◆ DATA RECORDS

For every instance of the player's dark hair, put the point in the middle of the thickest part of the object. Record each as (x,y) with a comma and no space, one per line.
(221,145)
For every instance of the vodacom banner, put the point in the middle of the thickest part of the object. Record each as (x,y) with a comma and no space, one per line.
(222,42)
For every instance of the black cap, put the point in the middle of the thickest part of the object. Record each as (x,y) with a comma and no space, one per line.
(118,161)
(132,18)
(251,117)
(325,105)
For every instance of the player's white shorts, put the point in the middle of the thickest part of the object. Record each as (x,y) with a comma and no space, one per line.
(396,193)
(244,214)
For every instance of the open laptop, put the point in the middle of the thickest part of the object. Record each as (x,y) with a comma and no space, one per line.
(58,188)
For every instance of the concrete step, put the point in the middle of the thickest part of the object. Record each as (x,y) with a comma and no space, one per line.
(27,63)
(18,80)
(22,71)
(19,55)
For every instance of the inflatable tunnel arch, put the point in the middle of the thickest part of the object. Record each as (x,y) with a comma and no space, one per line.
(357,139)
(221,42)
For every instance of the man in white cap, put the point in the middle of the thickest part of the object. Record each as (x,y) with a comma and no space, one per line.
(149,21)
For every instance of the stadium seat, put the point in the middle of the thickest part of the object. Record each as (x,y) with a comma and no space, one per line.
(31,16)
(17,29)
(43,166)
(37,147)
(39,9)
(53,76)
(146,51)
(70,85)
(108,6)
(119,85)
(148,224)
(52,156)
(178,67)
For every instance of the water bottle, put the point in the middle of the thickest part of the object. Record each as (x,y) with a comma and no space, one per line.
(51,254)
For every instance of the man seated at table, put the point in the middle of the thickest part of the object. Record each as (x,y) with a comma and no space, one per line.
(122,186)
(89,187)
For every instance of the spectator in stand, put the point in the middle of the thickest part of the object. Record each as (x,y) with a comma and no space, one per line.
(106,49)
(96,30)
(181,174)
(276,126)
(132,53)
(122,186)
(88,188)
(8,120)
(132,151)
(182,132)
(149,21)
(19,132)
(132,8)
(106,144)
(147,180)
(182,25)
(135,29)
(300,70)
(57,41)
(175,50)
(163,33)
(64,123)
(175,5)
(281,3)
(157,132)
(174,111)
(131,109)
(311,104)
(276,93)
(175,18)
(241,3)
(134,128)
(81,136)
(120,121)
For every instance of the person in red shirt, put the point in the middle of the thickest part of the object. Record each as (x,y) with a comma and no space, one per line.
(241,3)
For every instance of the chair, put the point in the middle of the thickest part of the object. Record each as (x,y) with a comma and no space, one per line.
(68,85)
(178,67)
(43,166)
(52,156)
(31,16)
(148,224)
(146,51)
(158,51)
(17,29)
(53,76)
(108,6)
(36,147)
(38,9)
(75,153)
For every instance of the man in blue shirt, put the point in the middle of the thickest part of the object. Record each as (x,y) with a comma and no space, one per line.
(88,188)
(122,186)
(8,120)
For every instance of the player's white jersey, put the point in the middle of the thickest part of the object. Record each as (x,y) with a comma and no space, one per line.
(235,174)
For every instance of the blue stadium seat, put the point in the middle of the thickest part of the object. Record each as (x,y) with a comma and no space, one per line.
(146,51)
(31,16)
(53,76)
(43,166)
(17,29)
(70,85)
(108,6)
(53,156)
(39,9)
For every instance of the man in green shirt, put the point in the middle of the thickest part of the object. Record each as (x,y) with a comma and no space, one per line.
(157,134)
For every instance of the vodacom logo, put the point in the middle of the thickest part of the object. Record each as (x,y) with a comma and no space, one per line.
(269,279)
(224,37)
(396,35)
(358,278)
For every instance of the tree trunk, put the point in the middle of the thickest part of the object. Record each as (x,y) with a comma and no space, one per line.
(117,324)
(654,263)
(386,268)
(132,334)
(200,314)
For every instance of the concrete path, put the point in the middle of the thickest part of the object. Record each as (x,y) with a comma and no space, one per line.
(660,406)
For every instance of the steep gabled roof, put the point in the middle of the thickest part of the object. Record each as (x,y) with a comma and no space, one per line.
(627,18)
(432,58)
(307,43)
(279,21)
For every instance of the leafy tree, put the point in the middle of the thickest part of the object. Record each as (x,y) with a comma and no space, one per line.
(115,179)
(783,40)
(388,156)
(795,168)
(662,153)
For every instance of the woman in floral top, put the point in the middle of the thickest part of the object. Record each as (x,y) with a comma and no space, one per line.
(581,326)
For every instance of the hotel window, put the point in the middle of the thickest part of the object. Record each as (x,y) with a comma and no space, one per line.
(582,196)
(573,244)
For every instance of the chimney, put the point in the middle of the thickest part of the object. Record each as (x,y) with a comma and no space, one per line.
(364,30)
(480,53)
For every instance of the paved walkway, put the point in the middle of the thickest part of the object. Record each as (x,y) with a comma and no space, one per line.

◆ EXERCISE INSTRUCTIONS
With the line containing "For every instance of the hotel" as the start and the last line of the material above as the end, copy that run of lines exactly, both ends included, and nothing more.

◆ ANSWER FOR THE TASK
For every instance of the hotel window, put the point in the middle of the thickest part of the object. Record each as (x,y) with a comma and no space, one per line.
(582,196)
(573,244)
For every instance of the chimney, put the point in the middle of the thickest part of the object. Record each as (x,y) with a comma and no space, one per line.
(364,30)
(480,53)
For every instance of the paved walkway, put the point in the middle of the thickest part of the object. Record each as (x,y) with a comma and no space, one per line.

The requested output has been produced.